Data for this task:
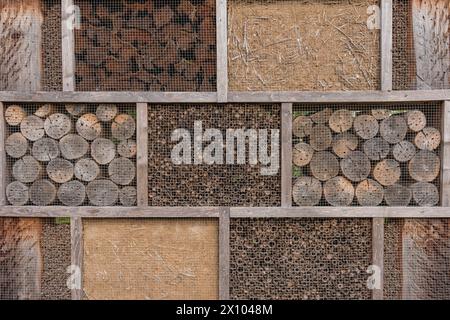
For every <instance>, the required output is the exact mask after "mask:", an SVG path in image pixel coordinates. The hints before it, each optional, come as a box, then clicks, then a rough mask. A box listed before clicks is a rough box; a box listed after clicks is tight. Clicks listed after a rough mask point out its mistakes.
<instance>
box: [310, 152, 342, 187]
mask: <svg viewBox="0 0 450 320" xmlns="http://www.w3.org/2000/svg"><path fill="white" fill-rule="evenodd" d="M309 167H310V169H311V173H312V175H313V176H314V177H316V178H317V179H319V180H320V181H326V180H329V179H331V178H333V177H336V176H337V175H338V173H339V161H338V159H337V158H336V156H335V155H334V154H332V153H331V152H328V151H320V152H316V153H314V155H313V157H312V159H311V163H310V166H309Z"/></svg>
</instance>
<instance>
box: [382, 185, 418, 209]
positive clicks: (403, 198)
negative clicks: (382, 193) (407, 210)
mask: <svg viewBox="0 0 450 320" xmlns="http://www.w3.org/2000/svg"><path fill="white" fill-rule="evenodd" d="M411 197H412V192H411V189H410V188H408V187H405V186H403V185H401V184H398V183H394V184H393V185H391V186H388V187H387V188H386V190H385V192H384V200H385V201H386V204H387V205H388V206H391V207H406V206H407V205H409V203H410V202H411Z"/></svg>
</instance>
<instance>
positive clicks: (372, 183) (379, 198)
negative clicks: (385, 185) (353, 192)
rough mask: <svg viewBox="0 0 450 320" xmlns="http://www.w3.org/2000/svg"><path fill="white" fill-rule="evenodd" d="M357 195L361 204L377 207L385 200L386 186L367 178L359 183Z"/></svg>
mask: <svg viewBox="0 0 450 320" xmlns="http://www.w3.org/2000/svg"><path fill="white" fill-rule="evenodd" d="M355 195H356V199H357V200H358V203H359V204H360V205H361V206H364V207H375V206H378V205H379V204H381V202H383V198H384V188H383V186H382V185H381V184H379V183H378V182H376V181H375V180H372V179H366V180H363V181H361V182H360V183H359V184H358V186H357V187H356V190H355Z"/></svg>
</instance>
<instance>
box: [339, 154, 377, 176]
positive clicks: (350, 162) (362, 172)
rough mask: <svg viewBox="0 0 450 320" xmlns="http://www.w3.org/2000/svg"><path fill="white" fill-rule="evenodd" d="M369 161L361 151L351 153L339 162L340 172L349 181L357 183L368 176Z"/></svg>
mask: <svg viewBox="0 0 450 320" xmlns="http://www.w3.org/2000/svg"><path fill="white" fill-rule="evenodd" d="M370 169H371V165H370V160H369V158H368V157H367V156H366V155H365V154H364V153H362V152H361V151H352V152H351V153H350V154H349V155H348V156H347V157H346V158H344V159H342V160H341V170H342V173H343V174H344V176H345V177H346V178H348V179H350V180H351V181H354V182H358V181H361V180H364V179H366V178H367V177H368V176H369V174H370Z"/></svg>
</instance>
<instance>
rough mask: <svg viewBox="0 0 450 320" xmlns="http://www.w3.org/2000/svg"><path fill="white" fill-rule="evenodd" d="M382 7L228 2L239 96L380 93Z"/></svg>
mask: <svg viewBox="0 0 450 320" xmlns="http://www.w3.org/2000/svg"><path fill="white" fill-rule="evenodd" d="M378 3H379V1H376V0H357V1H347V0H346V1H335V0H302V1H290V0H289V1H288V0H283V1H273V0H232V1H228V39H229V40H228V67H229V69H228V78H229V87H230V90H235V91H251V90H256V91H264V90H273V91H286V90H311V91H317V90H320V91H336V90H377V89H379V87H380V44H379V43H380V41H379V39H380V30H379V24H378V23H379V21H378V19H379V7H378Z"/></svg>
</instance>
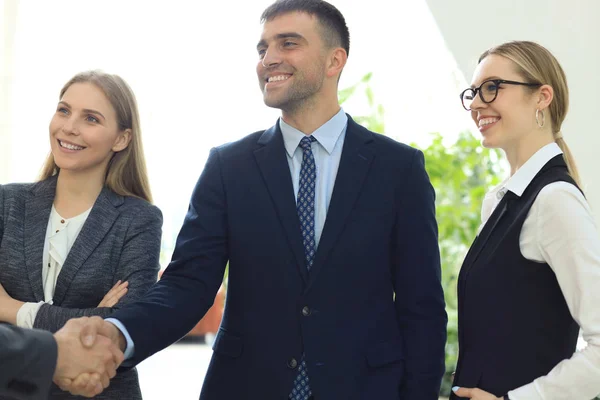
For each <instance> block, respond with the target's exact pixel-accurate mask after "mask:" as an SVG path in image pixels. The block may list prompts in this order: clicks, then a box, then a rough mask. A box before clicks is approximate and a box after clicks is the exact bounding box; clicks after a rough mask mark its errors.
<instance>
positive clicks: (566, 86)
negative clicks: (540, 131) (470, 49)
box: [479, 41, 581, 188]
mask: <svg viewBox="0 0 600 400" xmlns="http://www.w3.org/2000/svg"><path fill="white" fill-rule="evenodd" d="M491 54H497V55H499V56H502V57H505V58H508V59H509V60H511V61H512V62H513V63H515V65H516V66H517V72H518V73H520V74H521V75H522V76H523V78H525V81H527V82H530V83H539V84H542V85H550V86H552V89H554V98H553V99H552V102H551V103H550V105H549V106H548V112H549V114H550V122H551V123H552V135H553V136H554V141H555V142H556V144H557V145H558V146H559V147H560V149H561V150H562V152H563V158H564V159H565V163H566V164H567V168H568V169H569V174H570V175H571V177H572V178H573V180H574V181H575V182H576V183H577V185H578V186H579V187H580V188H581V179H580V177H579V172H578V170H577V166H576V165H575V160H574V158H573V154H572V153H571V150H570V149H569V146H567V143H566V142H565V140H564V138H563V134H562V133H561V126H562V123H563V121H564V120H565V117H566V116H567V111H568V109H569V87H568V86H567V77H566V75H565V72H564V70H563V69H562V67H561V66H560V63H559V62H558V60H557V59H556V58H555V57H554V56H553V55H552V53H550V51H548V49H546V48H545V47H543V46H541V45H539V44H537V43H535V42H529V41H512V42H507V43H503V44H501V45H499V46H496V47H492V48H491V49H489V50H487V51H485V52H484V53H483V54H482V55H481V56H479V62H481V61H483V59H484V58H486V57H487V56H489V55H491Z"/></svg>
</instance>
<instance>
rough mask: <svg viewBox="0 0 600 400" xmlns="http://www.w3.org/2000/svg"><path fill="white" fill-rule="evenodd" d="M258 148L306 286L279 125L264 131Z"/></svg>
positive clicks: (270, 184)
mask: <svg viewBox="0 0 600 400" xmlns="http://www.w3.org/2000/svg"><path fill="white" fill-rule="evenodd" d="M258 145H259V146H260V147H259V148H257V149H256V150H255V151H254V157H255V158H256V162H257V164H258V167H259V169H260V172H261V174H262V177H263V179H264V181H265V184H266V186H267V189H268V191H269V194H270V195H271V198H272V200H273V203H274V204H275V210H276V212H277V215H278V217H279V220H280V221H281V224H282V225H283V228H284V230H285V232H286V237H287V240H288V242H289V244H290V247H291V248H292V252H293V253H294V256H295V257H296V265H297V269H298V272H299V274H300V276H301V277H302V279H303V280H304V282H305V283H306V282H308V271H307V270H306V264H305V261H304V248H303V247H302V234H301V231H300V221H299V220H298V211H297V210H296V199H294V187H293V185H292V177H291V175H290V168H289V165H288V162H287V159H286V155H285V147H284V144H283V135H282V134H281V130H280V129H279V124H275V125H274V126H273V127H271V128H270V129H268V130H266V131H265V132H264V133H263V134H262V136H261V137H260V139H259V140H258Z"/></svg>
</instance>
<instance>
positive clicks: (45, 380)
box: [0, 324, 57, 400]
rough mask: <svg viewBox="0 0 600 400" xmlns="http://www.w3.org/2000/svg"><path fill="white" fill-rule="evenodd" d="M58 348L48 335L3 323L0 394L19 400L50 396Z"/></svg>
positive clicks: (0, 380)
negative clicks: (49, 390) (18, 327)
mask: <svg viewBox="0 0 600 400" xmlns="http://www.w3.org/2000/svg"><path fill="white" fill-rule="evenodd" d="M56 357H57V346H56V341H55V340H54V337H53V336H52V334H51V333H49V332H44V331H38V330H31V329H21V328H16V327H13V326H12V325H5V324H0V395H2V396H10V397H11V398H15V399H19V400H41V399H46V398H47V397H48V390H49V388H50V384H51V383H52V376H53V375H54V369H55V368H56Z"/></svg>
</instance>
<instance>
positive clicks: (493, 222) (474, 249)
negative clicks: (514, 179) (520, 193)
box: [464, 191, 518, 265]
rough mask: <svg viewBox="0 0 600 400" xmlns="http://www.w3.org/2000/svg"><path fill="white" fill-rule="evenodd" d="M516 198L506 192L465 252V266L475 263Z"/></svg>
mask: <svg viewBox="0 0 600 400" xmlns="http://www.w3.org/2000/svg"><path fill="white" fill-rule="evenodd" d="M516 198H518V196H517V195H516V194H514V193H512V192H510V191H507V192H506V194H505V195H504V197H503V198H502V200H501V201H500V203H499V204H498V205H497V206H496V209H495V210H494V212H493V213H492V215H491V216H490V218H489V219H488V221H487V222H486V223H485V225H484V226H483V229H482V230H481V232H480V233H479V235H477V237H476V238H475V241H474V242H473V245H472V246H471V248H470V249H469V251H468V252H467V255H466V256H465V261H464V264H465V265H473V264H474V263H475V261H476V260H477V257H478V256H479V253H480V252H481V250H482V249H483V248H484V247H485V244H486V243H487V241H488V239H489V238H490V236H491V234H492V232H493V231H494V229H495V228H496V226H497V225H498V222H500V220H501V219H502V217H503V216H504V215H505V214H506V211H507V210H508V206H509V203H510V201H512V200H513V199H516Z"/></svg>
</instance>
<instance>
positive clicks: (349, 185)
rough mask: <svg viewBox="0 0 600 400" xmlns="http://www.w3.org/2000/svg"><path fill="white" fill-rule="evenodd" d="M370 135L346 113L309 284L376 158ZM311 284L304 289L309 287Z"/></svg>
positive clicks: (332, 242)
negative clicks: (372, 163) (343, 132)
mask: <svg viewBox="0 0 600 400" xmlns="http://www.w3.org/2000/svg"><path fill="white" fill-rule="evenodd" d="M373 135H374V134H373V133H372V132H370V131H368V130H367V129H365V128H363V127H362V126H360V125H358V124H357V123H356V122H354V121H353V120H352V118H350V116H348V126H347V128H346V138H345V140H344V147H343V148H342V156H341V159H340V166H339V168H338V173H337V176H336V178H335V185H334V187H333V193H332V195H331V201H330V203H329V208H328V211H327V217H326V219H325V226H324V227H323V233H322V234H321V240H320V241H319V246H318V247H317V254H316V255H315V262H314V264H313V266H312V268H311V270H310V284H312V282H314V281H315V279H316V277H317V275H318V273H319V271H320V270H321V269H322V268H323V266H324V265H325V262H326V260H327V257H328V255H329V253H330V252H331V250H332V249H333V247H334V245H335V243H336V241H337V239H338V237H339V235H340V234H341V233H342V231H343V229H344V227H345V225H346V218H347V217H348V215H349V214H350V211H352V208H353V207H354V204H355V202H356V199H357V198H358V195H359V193H360V191H361V188H362V185H363V182H364V180H365V178H366V176H367V172H368V171H369V167H370V165H371V162H372V161H373V158H374V157H375V152H374V149H373V148H372V146H370V144H371V143H372V142H373ZM310 284H309V287H308V288H307V290H308V289H310Z"/></svg>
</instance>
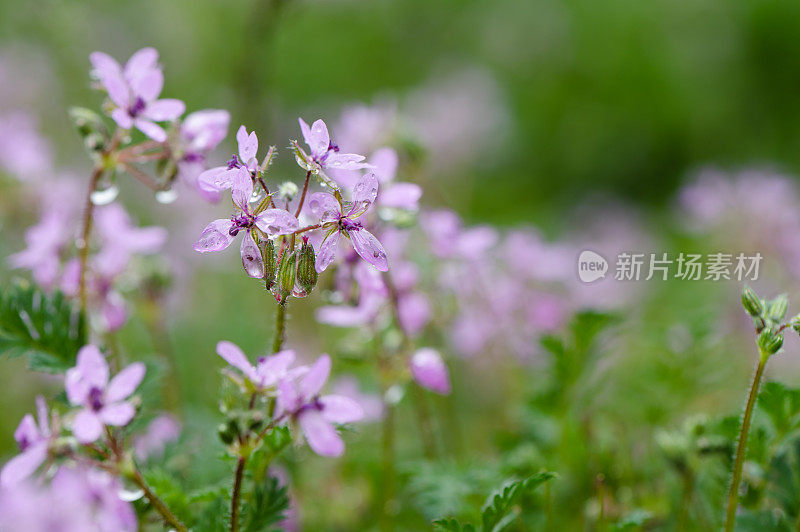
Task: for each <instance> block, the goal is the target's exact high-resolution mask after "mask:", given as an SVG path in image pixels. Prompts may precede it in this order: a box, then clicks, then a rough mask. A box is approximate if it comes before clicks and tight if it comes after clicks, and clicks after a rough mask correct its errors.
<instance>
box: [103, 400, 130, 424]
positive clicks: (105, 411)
mask: <svg viewBox="0 0 800 532" xmlns="http://www.w3.org/2000/svg"><path fill="white" fill-rule="evenodd" d="M99 414H100V419H101V420H102V421H103V423H105V424H106V425H113V426H115V427H124V426H125V425H127V424H128V423H130V422H131V420H132V419H133V416H135V415H136V409H135V408H134V407H133V405H132V404H130V403H128V402H123V403H116V404H110V405H108V406H106V407H105V408H103V409H102V410H101V411H100V412H99Z"/></svg>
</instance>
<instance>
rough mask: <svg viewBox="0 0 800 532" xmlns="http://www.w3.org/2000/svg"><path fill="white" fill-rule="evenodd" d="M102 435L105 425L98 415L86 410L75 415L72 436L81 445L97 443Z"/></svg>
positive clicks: (93, 412)
mask: <svg viewBox="0 0 800 532" xmlns="http://www.w3.org/2000/svg"><path fill="white" fill-rule="evenodd" d="M102 433H103V423H102V421H100V417H99V416H98V415H97V414H95V413H94V412H92V411H91V410H89V409H88V408H84V409H83V410H81V411H80V412H78V413H77V414H76V415H75V419H74V420H73V421H72V434H74V435H75V438H77V440H78V441H79V442H80V443H92V442H94V441H97V439H98V438H99V437H100V435H101V434H102Z"/></svg>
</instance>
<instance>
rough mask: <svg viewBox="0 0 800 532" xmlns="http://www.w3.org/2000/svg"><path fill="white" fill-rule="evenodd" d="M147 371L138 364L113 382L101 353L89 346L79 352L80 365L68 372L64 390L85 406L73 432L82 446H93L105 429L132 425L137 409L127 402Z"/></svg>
mask: <svg viewBox="0 0 800 532" xmlns="http://www.w3.org/2000/svg"><path fill="white" fill-rule="evenodd" d="M144 372H145V367H144V364H142V363H141V362H134V363H133V364H131V365H129V366H128V367H126V368H125V369H123V370H122V371H120V372H119V373H118V374H117V375H116V376H115V377H114V378H113V379H111V381H110V382H109V380H108V378H109V374H108V363H107V362H106V359H105V357H104V356H103V355H102V353H100V350H99V349H98V348H97V347H95V346H93V345H86V346H84V347H82V348H81V350H80V351H78V361H77V364H76V365H75V367H74V368H72V369H70V370H68V371H67V374H66V377H65V379H64V386H65V388H66V391H67V399H69V402H70V404H72V405H74V406H82V407H83V409H82V410H81V411H79V412H78V413H77V415H76V416H75V419H74V420H73V422H72V432H73V434H74V435H75V437H76V438H77V439H78V441H79V442H80V443H92V442H93V441H96V440H97V439H98V438H99V437H100V435H101V434H102V432H103V427H104V426H105V425H113V426H116V427H122V426H125V425H127V424H128V423H130V421H131V419H133V416H134V414H135V413H136V409H135V408H134V406H133V404H132V403H131V402H129V401H126V399H127V398H128V397H130V396H131V395H132V394H133V392H134V391H136V388H137V387H138V386H139V384H140V383H141V382H142V379H143V378H144Z"/></svg>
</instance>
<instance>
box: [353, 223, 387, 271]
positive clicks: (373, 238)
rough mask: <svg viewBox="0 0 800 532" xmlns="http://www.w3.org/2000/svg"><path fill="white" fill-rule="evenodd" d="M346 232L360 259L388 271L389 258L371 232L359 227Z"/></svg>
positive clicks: (380, 268) (379, 268)
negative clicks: (349, 237) (363, 260)
mask: <svg viewBox="0 0 800 532" xmlns="http://www.w3.org/2000/svg"><path fill="white" fill-rule="evenodd" d="M348 234H349V235H350V240H351V241H352V242H353V248H355V250H356V253H358V254H359V255H360V256H361V258H362V259H364V260H365V261H367V262H368V263H370V264H372V265H373V266H375V267H376V268H377V269H379V270H380V271H382V272H388V271H389V258H388V257H387V256H386V250H384V249H383V246H382V245H381V243H380V242H379V241H378V239H377V238H375V237H374V236H373V235H372V233H370V232H369V231H367V230H366V229H364V228H359V229H355V230H351V231H348Z"/></svg>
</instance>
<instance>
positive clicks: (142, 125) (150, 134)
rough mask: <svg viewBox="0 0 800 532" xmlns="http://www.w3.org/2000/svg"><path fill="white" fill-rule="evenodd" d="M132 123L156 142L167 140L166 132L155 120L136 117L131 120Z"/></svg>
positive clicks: (143, 132) (141, 131)
mask: <svg viewBox="0 0 800 532" xmlns="http://www.w3.org/2000/svg"><path fill="white" fill-rule="evenodd" d="M133 125H134V126H136V128H137V129H138V130H139V131H141V132H142V133H144V134H145V135H147V136H148V137H150V138H151V139H153V140H154V141H156V142H165V141H166V140H167V132H166V131H164V128H162V127H161V126H159V125H158V124H156V123H155V122H151V121H149V120H144V119H142V118H137V119H136V120H134V121H133Z"/></svg>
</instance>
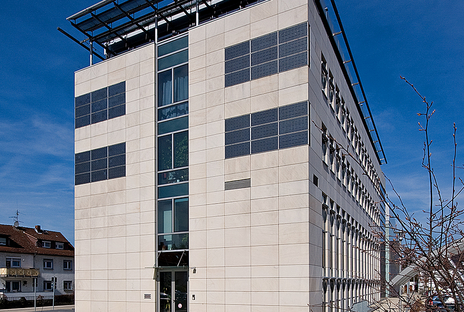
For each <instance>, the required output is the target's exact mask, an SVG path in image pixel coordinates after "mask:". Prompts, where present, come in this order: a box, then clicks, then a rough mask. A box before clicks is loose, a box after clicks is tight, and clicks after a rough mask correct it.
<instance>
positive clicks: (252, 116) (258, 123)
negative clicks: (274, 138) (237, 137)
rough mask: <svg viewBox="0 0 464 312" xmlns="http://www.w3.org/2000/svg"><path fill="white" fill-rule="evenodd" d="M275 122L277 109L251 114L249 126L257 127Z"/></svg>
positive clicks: (258, 112) (276, 112)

Aim of the exercise:
Quote the data word for word from the line with "negative clicks: (349, 237) (363, 260)" up to and including the last line, omitting any pictures.

Response area:
negative clicks: (349, 237) (363, 260)
mask: <svg viewBox="0 0 800 532" xmlns="http://www.w3.org/2000/svg"><path fill="white" fill-rule="evenodd" d="M348 234H349V235H350V240H351V241H352V242H353V248H355V250H356V253H358V254H359V255H360V256H361V258H362V259H364V260H365V261H367V262H368V263H370V264H372V265H373V266H375V267H376V268H377V269H379V270H380V271H382V272H388V271H389V258H388V257H387V256H386V250H384V249H383V246H382V245H381V243H380V242H379V241H378V239H377V238H375V237H374V236H373V235H372V233H370V232H369V231H367V230H366V229H364V228H359V229H355V230H351V231H348Z"/></svg>
</instance>
<instance>
positive clicks: (142, 125) (150, 134)
rough mask: <svg viewBox="0 0 800 532" xmlns="http://www.w3.org/2000/svg"><path fill="white" fill-rule="evenodd" d="M132 123L156 142L167 140L166 132L155 120L136 117L131 120Z"/></svg>
positive clicks: (143, 132) (141, 131)
mask: <svg viewBox="0 0 800 532" xmlns="http://www.w3.org/2000/svg"><path fill="white" fill-rule="evenodd" d="M133 125H134V126H136V128H137V129H138V130H139V131H141V132H142V133H144V134H145V135H147V136H148V137H150V138H151V139H153V140H154V141H156V142H165V141H166V140H167V132H166V131H164V128H162V127H161V126H159V125H158V124H156V123H155V122H151V121H149V120H144V119H142V118H137V119H136V120H134V121H133Z"/></svg>
</instance>
For each <instance>, the required output is the target's exact mask, an SVG path in image pixel coordinates after "mask:". Prompts, where present, come in this order: a box, then clicks, then a rough mask. A box before clicks is loose, a box after clicks is tight, and clicks after a rough mask correct it.
<instance>
positive clicks: (252, 116) (258, 123)
negative clicks: (274, 138) (237, 137)
rough mask: <svg viewBox="0 0 464 312" xmlns="http://www.w3.org/2000/svg"><path fill="white" fill-rule="evenodd" d="M275 122L277 109L251 114L249 126L257 127Z"/></svg>
positive clicks: (258, 112) (276, 112)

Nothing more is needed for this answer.